What this task involves – Look through the lines below and extract each one that contains "TARGET".

Stored items

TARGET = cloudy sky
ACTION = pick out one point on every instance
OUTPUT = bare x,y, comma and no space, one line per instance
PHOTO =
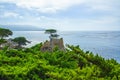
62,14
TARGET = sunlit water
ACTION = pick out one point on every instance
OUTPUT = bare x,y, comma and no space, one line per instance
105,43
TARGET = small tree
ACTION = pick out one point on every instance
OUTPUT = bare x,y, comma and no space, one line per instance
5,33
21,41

---

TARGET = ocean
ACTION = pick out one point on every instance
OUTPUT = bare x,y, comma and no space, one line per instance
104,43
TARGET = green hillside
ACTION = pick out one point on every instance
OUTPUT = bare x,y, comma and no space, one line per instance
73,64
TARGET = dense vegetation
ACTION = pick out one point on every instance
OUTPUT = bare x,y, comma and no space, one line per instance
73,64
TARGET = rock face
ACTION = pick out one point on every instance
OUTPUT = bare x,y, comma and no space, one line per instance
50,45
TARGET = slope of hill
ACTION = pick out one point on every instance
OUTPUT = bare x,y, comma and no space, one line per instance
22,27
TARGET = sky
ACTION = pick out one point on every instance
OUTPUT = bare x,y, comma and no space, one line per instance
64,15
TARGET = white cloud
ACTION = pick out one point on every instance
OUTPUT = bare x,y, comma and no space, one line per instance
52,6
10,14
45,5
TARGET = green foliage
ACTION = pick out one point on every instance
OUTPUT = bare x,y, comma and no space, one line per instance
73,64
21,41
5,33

Response for this exercise –
TARGET = cloudy sky
TARGET = sunlit water
TARGET = small tree
TARGET = ocean
TARGET = green hillside
TARGET = dense vegetation
TARGET = rock face
TARGET = slope of hill
TARGET = sky
TARGET = white cloud
TARGET = green foliage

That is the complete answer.